◆ GOAL 1
From the page on the album Facts of Life, reproduce word for word the passage that begins with the words "Facts of Life is" and ends with "Muscle Shoals, Alabama.".
◆ GOAL 2
According to the page on the album Facts of Life, what position did the album reach on the US Billboard R&B chart?

◆ PAGE
+ + + +

Studio album by Bobby Womack
- Released: June 8, 1973
- Recorded: 1973
- Genre: Soul, funk
- Length: 34:30
- Label: United Artists
- Producer: Bobby Womack

Bobby Womack chronology
| Understanding (1972) | Facts of Life (1973) | Lookin' for a Love Again (1974) |

= Facts of Life (album) =

Facts of Life is the fifth studio album by American musician Bobby Womack. The album was released on June 8, 1973, by United Artists Records. The album raced to No. 6 on the US Billboard R&B chart. It also charted at No. 37 on the Billboard Pop chart. The album included the hit single "Nobody Wants You When You're Down and Out" (which charted No. 2 on the Billboard R&B Singles chart).Recorded in Muscle Shoals, Alabama.

+ + + +

◆ GIVEN DATA
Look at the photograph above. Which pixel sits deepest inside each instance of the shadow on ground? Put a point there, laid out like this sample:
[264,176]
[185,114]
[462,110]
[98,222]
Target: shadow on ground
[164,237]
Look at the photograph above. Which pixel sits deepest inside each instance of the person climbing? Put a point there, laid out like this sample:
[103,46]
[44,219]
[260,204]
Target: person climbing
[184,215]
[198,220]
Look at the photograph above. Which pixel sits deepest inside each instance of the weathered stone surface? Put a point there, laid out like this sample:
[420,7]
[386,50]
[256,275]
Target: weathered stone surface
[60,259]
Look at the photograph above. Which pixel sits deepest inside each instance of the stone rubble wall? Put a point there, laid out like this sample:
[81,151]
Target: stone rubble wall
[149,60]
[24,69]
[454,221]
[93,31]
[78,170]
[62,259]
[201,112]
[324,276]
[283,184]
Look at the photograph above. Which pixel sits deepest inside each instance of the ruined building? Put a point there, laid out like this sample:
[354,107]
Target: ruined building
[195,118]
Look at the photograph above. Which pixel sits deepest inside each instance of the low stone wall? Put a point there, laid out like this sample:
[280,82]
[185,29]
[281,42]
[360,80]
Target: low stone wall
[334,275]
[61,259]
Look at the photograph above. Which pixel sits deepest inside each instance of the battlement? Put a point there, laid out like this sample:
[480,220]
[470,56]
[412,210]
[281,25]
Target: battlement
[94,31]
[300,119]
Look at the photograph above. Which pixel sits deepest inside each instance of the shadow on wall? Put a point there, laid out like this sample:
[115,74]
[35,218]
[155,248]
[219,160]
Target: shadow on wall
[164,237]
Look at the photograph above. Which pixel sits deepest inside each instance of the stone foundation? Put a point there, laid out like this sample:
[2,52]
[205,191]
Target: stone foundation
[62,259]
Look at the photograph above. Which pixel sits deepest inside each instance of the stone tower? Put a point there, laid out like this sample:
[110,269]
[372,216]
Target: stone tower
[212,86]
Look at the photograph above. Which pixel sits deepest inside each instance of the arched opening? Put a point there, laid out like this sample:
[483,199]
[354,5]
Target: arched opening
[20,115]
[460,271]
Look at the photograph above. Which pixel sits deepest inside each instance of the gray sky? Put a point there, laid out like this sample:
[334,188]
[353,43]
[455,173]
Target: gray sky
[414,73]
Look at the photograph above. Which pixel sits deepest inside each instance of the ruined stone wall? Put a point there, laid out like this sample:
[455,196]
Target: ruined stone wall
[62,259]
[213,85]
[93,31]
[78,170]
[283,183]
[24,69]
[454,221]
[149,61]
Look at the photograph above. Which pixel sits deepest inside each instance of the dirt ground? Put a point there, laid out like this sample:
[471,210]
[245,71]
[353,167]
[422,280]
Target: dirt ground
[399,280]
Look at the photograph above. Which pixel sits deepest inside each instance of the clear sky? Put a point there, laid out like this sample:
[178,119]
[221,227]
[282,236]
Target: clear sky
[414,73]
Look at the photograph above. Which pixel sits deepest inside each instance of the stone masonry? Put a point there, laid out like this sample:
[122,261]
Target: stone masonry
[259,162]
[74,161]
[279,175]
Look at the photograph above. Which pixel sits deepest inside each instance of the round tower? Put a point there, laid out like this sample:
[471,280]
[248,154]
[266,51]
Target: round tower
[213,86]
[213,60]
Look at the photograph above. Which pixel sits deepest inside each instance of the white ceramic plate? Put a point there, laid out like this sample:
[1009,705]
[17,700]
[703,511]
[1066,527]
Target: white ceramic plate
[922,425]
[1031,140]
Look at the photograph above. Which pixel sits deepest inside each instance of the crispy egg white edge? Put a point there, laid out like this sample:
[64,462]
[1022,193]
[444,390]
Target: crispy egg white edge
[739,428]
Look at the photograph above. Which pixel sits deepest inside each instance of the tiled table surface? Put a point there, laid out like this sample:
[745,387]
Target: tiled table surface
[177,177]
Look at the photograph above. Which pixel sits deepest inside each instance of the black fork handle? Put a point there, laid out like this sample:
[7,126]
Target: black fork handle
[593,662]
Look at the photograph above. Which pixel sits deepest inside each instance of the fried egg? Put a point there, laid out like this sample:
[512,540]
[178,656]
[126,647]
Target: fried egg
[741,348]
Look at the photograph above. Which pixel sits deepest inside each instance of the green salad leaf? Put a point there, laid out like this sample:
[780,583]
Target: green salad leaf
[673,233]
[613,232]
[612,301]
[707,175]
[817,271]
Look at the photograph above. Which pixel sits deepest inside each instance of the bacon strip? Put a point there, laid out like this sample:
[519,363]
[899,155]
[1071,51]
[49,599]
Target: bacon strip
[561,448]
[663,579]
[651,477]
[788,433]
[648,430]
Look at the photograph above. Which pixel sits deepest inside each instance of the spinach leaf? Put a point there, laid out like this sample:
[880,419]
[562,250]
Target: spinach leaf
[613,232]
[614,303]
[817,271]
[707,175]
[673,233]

+ + + +

◆ CORRECT OUTPUT 1
Facts of Life is the fifth studio album by American musician Bobby Womack. The album was released on June 8, 1973, by United Artists Records. The album raced to No. 6 on the US Billboard R&B chart. It also charted at No. 37 on the Billboard Pop chart. The album included the hit single "Nobody Wants You When You're Down and Out" (which charted No. 2 on the Billboard R&B Singles chart).Recorded in Muscle Shoals, Alabama.

◆ CORRECT OUTPUT 2
No. 6